SOURCE MATERIAL START

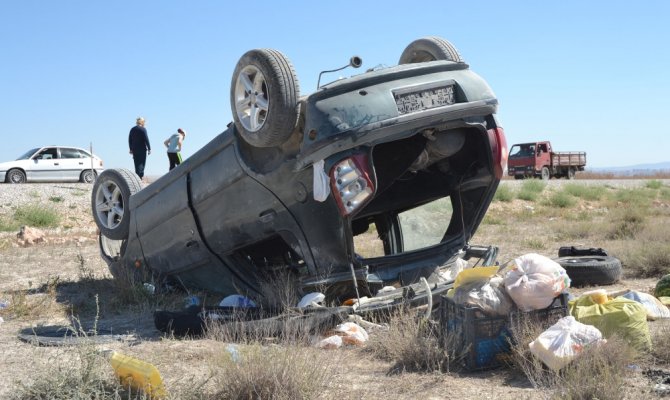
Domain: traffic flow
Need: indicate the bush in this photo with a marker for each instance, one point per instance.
(561, 200)
(411, 343)
(504, 193)
(653, 184)
(584, 191)
(627, 225)
(533, 185)
(277, 372)
(36, 216)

SOURCE MATERIAL END

In the copy, no picture may appear; the records themselves must be output exactly.

Domain: traffic flow
Need: indicate the bush in this photo with a marker for each instance, one point per instance.
(561, 200)
(411, 343)
(504, 193)
(653, 184)
(584, 191)
(627, 225)
(533, 185)
(277, 372)
(36, 216)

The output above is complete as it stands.